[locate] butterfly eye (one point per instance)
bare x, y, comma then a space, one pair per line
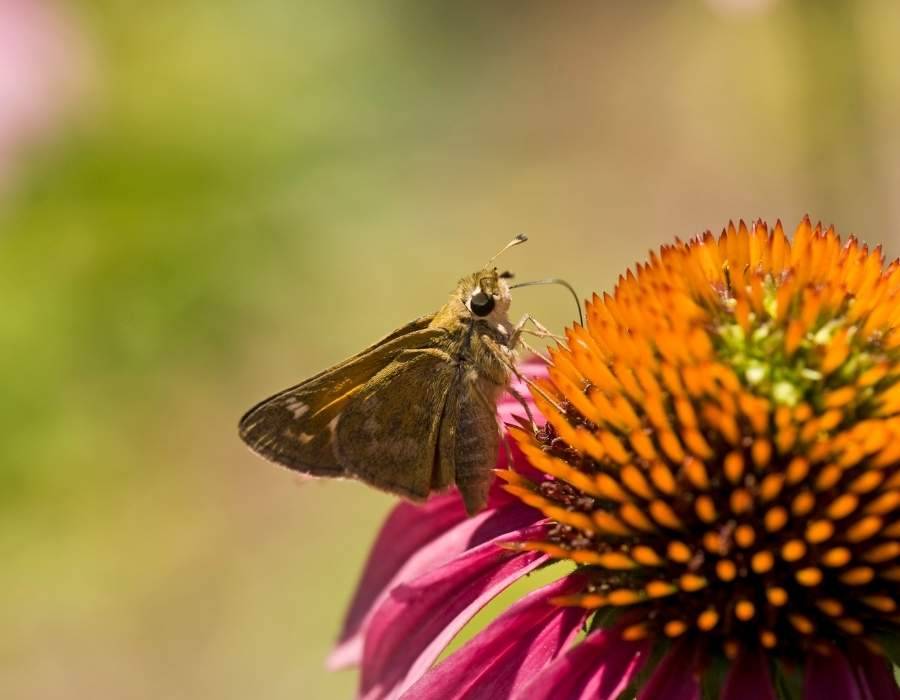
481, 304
--
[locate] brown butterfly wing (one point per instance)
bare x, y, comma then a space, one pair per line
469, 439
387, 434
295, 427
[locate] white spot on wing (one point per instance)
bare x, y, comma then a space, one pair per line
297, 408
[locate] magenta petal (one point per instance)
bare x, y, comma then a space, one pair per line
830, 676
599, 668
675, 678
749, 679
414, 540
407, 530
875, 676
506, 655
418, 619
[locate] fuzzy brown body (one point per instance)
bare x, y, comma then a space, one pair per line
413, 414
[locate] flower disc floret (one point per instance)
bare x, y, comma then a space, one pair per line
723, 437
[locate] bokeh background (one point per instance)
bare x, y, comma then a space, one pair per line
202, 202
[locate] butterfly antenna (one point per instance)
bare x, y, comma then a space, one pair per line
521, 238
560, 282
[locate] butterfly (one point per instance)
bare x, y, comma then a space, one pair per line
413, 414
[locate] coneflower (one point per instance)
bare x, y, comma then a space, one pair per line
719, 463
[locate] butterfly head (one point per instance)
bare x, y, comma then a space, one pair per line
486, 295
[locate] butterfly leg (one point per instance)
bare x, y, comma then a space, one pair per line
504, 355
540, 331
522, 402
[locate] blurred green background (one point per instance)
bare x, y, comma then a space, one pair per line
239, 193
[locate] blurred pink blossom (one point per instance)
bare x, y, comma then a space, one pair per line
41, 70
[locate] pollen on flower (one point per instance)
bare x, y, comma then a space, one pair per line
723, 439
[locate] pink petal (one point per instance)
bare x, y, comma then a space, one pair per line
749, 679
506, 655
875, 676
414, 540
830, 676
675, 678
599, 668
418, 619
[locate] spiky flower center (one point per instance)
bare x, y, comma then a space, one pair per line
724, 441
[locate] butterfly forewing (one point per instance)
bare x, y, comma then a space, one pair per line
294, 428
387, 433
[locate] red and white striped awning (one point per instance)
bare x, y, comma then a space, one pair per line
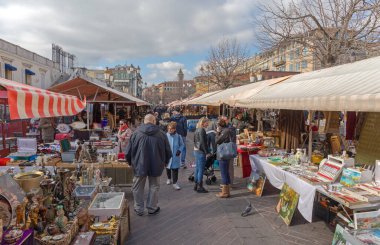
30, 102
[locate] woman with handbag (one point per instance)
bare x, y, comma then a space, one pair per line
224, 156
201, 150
--
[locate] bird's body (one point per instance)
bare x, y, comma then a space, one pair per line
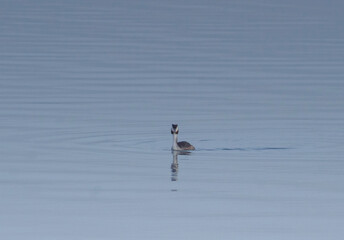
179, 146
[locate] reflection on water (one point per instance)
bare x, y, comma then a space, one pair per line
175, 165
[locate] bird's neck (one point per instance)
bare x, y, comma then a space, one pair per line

§ Given problem: Which lines in the rows above contain the word "body"? Copy each of them in full.

§ Worked answer:
[locate] fuzzy brown body (one point per instance)
[locate] bird's body (one point per instance)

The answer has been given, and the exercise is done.